_EXTRACTED ENTRIES_:
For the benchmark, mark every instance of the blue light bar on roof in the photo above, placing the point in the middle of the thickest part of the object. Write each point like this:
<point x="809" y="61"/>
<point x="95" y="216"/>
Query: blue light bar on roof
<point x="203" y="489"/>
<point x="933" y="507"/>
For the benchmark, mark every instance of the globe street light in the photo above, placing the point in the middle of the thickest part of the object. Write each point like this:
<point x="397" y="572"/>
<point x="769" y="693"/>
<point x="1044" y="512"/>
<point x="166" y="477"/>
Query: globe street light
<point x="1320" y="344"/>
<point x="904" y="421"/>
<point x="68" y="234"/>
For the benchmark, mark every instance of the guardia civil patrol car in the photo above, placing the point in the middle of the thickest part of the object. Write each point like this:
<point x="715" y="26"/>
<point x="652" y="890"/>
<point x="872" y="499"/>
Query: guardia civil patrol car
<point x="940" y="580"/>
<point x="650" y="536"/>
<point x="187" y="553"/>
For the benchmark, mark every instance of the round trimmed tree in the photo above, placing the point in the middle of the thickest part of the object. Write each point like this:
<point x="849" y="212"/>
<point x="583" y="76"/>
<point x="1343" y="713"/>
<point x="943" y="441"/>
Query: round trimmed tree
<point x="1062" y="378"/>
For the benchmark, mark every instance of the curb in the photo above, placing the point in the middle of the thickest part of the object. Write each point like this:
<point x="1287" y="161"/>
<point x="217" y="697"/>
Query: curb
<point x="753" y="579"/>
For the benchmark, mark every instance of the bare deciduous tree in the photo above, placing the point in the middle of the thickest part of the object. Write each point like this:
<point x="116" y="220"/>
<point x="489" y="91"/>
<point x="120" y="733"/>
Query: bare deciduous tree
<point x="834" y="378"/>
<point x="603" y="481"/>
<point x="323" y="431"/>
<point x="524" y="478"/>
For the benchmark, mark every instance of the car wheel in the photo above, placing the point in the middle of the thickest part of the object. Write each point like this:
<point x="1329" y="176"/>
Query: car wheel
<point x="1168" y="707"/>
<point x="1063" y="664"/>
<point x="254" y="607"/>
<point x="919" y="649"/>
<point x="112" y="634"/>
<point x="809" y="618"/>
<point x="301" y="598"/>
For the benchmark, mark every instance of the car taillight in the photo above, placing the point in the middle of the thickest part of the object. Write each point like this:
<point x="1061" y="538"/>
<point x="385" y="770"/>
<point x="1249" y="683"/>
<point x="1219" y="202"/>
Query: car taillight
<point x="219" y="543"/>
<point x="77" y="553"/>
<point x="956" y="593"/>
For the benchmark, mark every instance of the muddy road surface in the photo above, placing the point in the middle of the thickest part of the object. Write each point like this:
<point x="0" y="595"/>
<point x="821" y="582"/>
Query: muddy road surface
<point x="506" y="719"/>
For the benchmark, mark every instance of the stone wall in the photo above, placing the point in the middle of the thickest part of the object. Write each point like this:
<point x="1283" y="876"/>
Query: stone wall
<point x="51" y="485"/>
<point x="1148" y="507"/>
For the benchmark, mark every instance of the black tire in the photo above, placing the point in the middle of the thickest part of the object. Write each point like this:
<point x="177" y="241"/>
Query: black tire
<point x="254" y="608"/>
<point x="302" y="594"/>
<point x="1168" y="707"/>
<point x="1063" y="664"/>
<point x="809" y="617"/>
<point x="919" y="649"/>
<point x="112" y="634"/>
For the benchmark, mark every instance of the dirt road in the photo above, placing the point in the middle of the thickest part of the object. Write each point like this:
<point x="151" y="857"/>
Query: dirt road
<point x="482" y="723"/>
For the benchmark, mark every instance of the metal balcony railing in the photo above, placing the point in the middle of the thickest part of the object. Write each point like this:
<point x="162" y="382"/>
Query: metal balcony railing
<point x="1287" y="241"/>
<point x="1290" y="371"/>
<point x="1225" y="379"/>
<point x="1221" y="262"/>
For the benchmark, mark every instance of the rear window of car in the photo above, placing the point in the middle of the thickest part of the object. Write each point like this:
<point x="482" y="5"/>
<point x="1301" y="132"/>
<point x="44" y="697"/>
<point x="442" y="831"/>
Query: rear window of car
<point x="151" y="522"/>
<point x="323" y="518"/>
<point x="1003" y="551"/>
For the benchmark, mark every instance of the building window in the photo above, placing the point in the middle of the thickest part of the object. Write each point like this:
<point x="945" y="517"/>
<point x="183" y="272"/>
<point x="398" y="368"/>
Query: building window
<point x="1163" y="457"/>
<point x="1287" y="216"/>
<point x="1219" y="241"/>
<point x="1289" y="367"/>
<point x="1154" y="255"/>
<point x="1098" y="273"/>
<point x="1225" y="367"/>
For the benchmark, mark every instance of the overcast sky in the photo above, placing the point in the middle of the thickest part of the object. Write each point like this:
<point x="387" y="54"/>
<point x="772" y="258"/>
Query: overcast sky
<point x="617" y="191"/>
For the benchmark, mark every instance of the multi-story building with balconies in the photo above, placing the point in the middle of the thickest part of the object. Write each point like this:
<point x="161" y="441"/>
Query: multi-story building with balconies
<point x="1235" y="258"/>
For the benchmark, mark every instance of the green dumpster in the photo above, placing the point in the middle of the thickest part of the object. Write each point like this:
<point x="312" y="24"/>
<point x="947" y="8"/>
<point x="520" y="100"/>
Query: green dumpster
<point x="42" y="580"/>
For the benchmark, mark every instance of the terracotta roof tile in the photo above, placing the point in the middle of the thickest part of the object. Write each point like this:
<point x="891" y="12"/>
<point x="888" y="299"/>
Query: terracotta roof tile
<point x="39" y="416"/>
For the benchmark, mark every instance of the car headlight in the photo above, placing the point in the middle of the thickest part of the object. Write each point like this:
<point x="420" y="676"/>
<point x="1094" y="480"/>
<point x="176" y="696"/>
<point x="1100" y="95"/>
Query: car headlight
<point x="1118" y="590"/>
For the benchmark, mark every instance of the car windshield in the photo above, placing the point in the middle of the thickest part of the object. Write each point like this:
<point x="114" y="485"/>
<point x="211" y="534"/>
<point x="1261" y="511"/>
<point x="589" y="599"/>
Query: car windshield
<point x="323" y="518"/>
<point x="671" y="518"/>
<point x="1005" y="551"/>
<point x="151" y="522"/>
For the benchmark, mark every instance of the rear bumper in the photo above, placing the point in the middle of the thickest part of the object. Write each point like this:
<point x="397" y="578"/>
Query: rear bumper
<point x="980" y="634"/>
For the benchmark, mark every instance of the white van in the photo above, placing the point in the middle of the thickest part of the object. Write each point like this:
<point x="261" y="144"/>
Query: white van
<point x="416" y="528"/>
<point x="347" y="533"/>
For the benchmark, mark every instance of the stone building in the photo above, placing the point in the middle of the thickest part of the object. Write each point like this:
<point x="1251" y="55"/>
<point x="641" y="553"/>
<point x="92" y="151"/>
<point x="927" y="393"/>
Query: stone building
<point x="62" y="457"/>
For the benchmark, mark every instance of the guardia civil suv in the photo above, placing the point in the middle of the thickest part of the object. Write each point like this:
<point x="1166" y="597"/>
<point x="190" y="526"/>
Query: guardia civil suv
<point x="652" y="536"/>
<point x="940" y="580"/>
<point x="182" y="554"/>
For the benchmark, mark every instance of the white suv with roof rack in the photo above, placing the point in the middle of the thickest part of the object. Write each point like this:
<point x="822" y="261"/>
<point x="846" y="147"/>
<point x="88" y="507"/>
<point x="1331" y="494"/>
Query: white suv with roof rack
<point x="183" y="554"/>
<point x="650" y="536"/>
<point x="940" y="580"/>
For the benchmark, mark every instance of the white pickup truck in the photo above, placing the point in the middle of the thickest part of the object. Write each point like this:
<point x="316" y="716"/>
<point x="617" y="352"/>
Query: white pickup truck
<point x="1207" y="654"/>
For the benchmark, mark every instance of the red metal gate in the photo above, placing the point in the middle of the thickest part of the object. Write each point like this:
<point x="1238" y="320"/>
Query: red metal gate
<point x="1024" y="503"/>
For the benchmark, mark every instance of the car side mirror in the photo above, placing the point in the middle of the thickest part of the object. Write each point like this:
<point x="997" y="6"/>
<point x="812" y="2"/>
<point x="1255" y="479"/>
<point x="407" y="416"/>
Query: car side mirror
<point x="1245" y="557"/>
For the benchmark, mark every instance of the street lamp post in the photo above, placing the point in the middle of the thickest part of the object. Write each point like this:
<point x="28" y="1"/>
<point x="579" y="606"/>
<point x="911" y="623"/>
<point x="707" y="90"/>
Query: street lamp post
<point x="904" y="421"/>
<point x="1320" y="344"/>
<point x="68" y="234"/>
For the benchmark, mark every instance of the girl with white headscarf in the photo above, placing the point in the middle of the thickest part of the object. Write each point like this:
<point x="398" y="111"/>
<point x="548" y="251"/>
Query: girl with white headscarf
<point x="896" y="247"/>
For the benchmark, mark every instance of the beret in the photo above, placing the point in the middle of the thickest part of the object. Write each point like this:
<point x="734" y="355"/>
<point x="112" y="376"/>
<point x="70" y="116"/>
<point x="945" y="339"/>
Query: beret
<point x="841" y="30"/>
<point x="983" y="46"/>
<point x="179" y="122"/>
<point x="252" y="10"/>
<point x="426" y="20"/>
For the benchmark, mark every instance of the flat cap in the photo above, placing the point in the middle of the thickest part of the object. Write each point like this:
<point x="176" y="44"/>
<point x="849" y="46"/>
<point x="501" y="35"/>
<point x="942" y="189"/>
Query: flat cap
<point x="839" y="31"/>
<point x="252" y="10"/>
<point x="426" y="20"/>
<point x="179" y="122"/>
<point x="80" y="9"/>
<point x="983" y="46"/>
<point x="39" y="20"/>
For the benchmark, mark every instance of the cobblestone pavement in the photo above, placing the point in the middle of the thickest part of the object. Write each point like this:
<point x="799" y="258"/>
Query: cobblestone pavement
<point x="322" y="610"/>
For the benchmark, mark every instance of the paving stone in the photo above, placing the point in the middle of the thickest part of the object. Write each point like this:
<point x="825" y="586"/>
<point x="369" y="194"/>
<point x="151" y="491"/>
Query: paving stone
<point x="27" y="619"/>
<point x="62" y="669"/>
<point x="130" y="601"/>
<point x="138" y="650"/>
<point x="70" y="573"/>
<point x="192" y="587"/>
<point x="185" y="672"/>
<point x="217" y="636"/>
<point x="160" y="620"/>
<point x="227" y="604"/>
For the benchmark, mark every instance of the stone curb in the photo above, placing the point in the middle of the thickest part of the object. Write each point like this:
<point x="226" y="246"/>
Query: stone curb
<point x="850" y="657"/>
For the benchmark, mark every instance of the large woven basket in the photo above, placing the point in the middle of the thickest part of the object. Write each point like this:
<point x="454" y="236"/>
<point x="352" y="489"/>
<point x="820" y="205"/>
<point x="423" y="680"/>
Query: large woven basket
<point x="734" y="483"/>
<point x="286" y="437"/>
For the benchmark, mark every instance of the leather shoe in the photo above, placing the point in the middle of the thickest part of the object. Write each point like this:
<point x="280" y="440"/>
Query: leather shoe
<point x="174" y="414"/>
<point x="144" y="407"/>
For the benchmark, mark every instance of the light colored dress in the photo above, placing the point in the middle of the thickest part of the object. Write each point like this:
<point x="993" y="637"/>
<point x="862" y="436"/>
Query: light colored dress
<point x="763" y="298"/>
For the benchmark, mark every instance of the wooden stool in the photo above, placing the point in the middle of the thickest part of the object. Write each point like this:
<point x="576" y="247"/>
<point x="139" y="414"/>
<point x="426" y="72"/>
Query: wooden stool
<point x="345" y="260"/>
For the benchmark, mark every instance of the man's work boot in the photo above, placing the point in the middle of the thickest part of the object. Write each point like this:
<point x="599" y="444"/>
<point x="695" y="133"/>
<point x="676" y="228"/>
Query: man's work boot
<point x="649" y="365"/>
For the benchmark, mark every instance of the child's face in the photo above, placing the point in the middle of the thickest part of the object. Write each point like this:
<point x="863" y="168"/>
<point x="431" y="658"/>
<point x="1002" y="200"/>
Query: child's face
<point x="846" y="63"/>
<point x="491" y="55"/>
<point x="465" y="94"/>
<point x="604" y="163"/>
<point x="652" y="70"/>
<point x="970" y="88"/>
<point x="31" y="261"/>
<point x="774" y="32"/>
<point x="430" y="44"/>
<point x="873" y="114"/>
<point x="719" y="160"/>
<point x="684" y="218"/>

_STATED GOAL_: Retype, exactly and only, the lines running from the one with "For the benchmark, mark every instance of the man's" through the final line of the listing above.

_ANSWER FOR THE TASK_:
For the benchmark, mark every instance of the man's work boot in the photo above, placing the point in the middle of the thickest part of the object. Write each point like this:
<point x="599" y="444"/>
<point x="695" y="133"/>
<point x="676" y="228"/>
Query: man's work boot
<point x="649" y="365"/>
For the benchmark, mark every instance of the child's face in the photo above, placing the point in the middle of the thickest part of the object. Write each point like this:
<point x="863" y="168"/>
<point x="431" y="658"/>
<point x="1002" y="200"/>
Query: child's face
<point x="846" y="63"/>
<point x="491" y="55"/>
<point x="465" y="94"/>
<point x="604" y="163"/>
<point x="652" y="70"/>
<point x="970" y="88"/>
<point x="31" y="261"/>
<point x="774" y="32"/>
<point x="430" y="44"/>
<point x="873" y="114"/>
<point x="719" y="160"/>
<point x="684" y="218"/>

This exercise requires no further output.